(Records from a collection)
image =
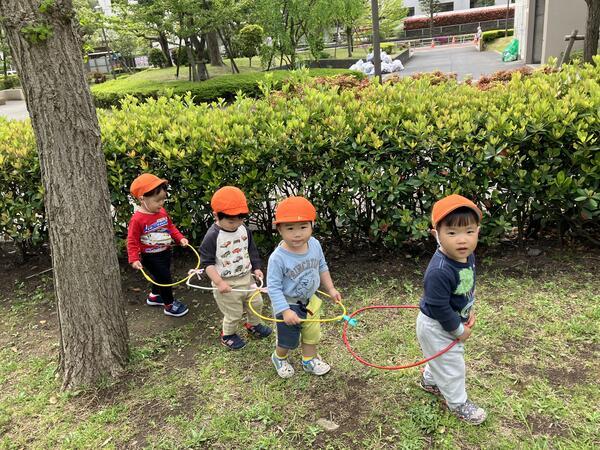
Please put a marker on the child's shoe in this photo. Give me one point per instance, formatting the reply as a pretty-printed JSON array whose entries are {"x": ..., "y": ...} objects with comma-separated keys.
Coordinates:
[
  {"x": 470, "y": 413},
  {"x": 232, "y": 341},
  {"x": 431, "y": 388},
  {"x": 154, "y": 300},
  {"x": 316, "y": 366},
  {"x": 283, "y": 366},
  {"x": 176, "y": 309},
  {"x": 258, "y": 331}
]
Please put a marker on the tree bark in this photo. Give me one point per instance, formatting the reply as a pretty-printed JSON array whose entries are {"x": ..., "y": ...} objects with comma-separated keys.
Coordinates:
[
  {"x": 87, "y": 282},
  {"x": 214, "y": 54},
  {"x": 164, "y": 45},
  {"x": 592, "y": 30}
]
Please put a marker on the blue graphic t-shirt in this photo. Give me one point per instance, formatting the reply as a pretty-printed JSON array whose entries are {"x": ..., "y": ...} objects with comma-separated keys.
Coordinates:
[
  {"x": 449, "y": 291},
  {"x": 293, "y": 277}
]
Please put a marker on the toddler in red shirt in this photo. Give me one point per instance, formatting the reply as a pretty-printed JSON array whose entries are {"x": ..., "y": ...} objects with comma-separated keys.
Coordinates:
[{"x": 149, "y": 238}]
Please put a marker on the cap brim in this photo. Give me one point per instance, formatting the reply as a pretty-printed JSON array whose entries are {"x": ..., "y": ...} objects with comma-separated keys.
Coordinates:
[
  {"x": 236, "y": 211},
  {"x": 293, "y": 219},
  {"x": 455, "y": 207}
]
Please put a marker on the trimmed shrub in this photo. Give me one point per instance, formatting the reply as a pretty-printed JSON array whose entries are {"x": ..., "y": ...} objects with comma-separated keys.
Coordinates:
[
  {"x": 489, "y": 36},
  {"x": 111, "y": 93},
  {"x": 373, "y": 158},
  {"x": 459, "y": 17}
]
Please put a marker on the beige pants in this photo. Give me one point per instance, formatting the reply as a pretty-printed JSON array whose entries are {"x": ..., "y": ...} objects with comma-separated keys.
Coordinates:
[{"x": 233, "y": 304}]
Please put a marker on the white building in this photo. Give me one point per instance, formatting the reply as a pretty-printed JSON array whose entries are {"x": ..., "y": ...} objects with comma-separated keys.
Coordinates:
[
  {"x": 541, "y": 27},
  {"x": 414, "y": 6}
]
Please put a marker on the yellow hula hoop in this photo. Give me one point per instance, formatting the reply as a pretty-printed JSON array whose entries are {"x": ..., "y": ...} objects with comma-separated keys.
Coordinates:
[
  {"x": 271, "y": 319},
  {"x": 177, "y": 282}
]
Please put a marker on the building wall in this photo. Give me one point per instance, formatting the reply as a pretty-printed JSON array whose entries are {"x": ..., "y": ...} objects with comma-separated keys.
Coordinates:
[
  {"x": 457, "y": 5},
  {"x": 561, "y": 19}
]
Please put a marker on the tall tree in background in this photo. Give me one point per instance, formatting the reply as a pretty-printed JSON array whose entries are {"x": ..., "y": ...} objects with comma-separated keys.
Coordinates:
[
  {"x": 592, "y": 30},
  {"x": 430, "y": 7},
  {"x": 46, "y": 49}
]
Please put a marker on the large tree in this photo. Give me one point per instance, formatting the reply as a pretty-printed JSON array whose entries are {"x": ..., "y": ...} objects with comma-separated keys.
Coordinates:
[
  {"x": 46, "y": 48},
  {"x": 592, "y": 30}
]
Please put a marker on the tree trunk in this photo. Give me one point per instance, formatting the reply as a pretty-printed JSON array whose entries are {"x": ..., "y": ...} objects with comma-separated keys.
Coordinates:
[
  {"x": 164, "y": 45},
  {"x": 226, "y": 44},
  {"x": 201, "y": 61},
  {"x": 214, "y": 54},
  {"x": 87, "y": 282},
  {"x": 592, "y": 30}
]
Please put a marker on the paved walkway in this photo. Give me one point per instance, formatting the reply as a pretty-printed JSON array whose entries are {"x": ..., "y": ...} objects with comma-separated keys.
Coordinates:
[
  {"x": 463, "y": 60},
  {"x": 14, "y": 109}
]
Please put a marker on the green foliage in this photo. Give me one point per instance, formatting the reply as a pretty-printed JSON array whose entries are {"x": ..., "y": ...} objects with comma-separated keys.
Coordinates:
[
  {"x": 488, "y": 36},
  {"x": 37, "y": 33},
  {"x": 250, "y": 39},
  {"x": 226, "y": 87},
  {"x": 157, "y": 58},
  {"x": 373, "y": 160}
]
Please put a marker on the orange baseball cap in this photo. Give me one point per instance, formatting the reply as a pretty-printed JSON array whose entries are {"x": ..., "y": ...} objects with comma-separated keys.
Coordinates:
[
  {"x": 445, "y": 206},
  {"x": 145, "y": 183},
  {"x": 229, "y": 200},
  {"x": 295, "y": 209}
]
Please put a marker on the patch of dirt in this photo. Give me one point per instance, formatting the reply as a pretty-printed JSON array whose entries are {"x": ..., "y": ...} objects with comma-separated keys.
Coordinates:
[{"x": 542, "y": 425}]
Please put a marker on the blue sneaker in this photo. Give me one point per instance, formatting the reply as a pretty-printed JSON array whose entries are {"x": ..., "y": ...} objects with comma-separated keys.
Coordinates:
[
  {"x": 155, "y": 300},
  {"x": 176, "y": 309},
  {"x": 258, "y": 331},
  {"x": 232, "y": 341}
]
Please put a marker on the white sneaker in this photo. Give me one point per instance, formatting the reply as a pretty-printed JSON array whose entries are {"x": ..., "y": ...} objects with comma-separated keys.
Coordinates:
[
  {"x": 316, "y": 366},
  {"x": 283, "y": 367}
]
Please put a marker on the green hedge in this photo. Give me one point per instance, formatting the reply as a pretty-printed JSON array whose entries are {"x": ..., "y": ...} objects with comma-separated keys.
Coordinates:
[
  {"x": 489, "y": 36},
  {"x": 373, "y": 158},
  {"x": 227, "y": 87}
]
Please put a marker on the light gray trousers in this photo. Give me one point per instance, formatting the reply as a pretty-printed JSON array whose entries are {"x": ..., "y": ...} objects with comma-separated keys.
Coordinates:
[{"x": 447, "y": 371}]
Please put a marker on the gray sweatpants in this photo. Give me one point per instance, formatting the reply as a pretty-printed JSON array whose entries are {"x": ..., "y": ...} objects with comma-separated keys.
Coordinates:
[{"x": 447, "y": 371}]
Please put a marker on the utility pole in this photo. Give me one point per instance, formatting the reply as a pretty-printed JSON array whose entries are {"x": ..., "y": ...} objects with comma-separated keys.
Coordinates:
[
  {"x": 376, "y": 47},
  {"x": 506, "y": 21}
]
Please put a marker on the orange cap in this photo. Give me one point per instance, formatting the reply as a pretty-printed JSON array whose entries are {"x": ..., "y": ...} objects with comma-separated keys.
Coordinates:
[
  {"x": 445, "y": 206},
  {"x": 145, "y": 183},
  {"x": 295, "y": 209},
  {"x": 229, "y": 200}
]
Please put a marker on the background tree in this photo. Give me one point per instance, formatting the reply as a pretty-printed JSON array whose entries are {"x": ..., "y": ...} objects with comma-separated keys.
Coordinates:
[
  {"x": 430, "y": 7},
  {"x": 250, "y": 39},
  {"x": 592, "y": 30},
  {"x": 47, "y": 53}
]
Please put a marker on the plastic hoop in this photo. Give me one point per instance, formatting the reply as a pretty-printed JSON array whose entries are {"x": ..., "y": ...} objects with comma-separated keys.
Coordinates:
[
  {"x": 356, "y": 356},
  {"x": 191, "y": 272},
  {"x": 343, "y": 316}
]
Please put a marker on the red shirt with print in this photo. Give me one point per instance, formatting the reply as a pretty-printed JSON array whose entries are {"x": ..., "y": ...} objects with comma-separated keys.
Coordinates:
[{"x": 150, "y": 233}]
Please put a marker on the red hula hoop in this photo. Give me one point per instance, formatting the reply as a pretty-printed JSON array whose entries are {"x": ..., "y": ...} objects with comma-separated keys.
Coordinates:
[{"x": 404, "y": 366}]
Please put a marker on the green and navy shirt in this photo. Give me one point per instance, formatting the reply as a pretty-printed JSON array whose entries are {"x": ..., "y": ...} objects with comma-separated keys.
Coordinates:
[{"x": 449, "y": 291}]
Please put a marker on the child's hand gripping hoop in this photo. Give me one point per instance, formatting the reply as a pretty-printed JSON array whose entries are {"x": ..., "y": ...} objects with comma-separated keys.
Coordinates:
[
  {"x": 470, "y": 324},
  {"x": 344, "y": 316},
  {"x": 257, "y": 287},
  {"x": 190, "y": 273}
]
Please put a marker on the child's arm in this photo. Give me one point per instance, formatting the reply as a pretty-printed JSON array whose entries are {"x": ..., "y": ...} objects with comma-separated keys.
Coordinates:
[
  {"x": 133, "y": 244},
  {"x": 327, "y": 284},
  {"x": 175, "y": 233},
  {"x": 278, "y": 301},
  {"x": 438, "y": 290},
  {"x": 325, "y": 277}
]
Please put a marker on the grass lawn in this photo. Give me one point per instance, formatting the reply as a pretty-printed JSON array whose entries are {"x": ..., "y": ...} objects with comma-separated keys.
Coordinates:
[
  {"x": 533, "y": 363},
  {"x": 498, "y": 45}
]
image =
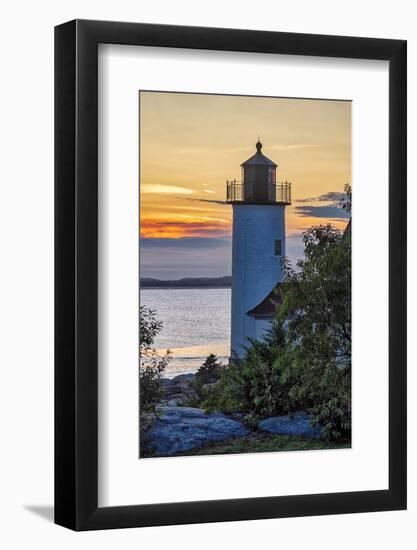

Action item - Above this instruction are the records; retype exactly the lines from the one containing "Please put a marker on the red hula" up to and including the one containing "Please put a marker on the child's hand".

Task result -
Please put a marker on the red hula hoop in this photo. Give me one point per instance, formatting the reply as a pretty-printed JSON array whose entries are {"x": ..., "y": ...} objects with comma-separated keys.
Coordinates:
[{"x": 404, "y": 366}]
Please put a marker on the green and navy shirt in this photo. Give me one point per instance, formatting the reply as a pretty-printed JSON array whose entries are {"x": ..., "y": ...} objects with comma-separated keys.
Coordinates:
[{"x": 449, "y": 291}]
Please put a marker on the child's hand gripping hoop in this photo. Give me one point per instance, formatting the reply as a pretty-printed JSON array whose entries are {"x": ..., "y": ...} objects with comma-separated keys.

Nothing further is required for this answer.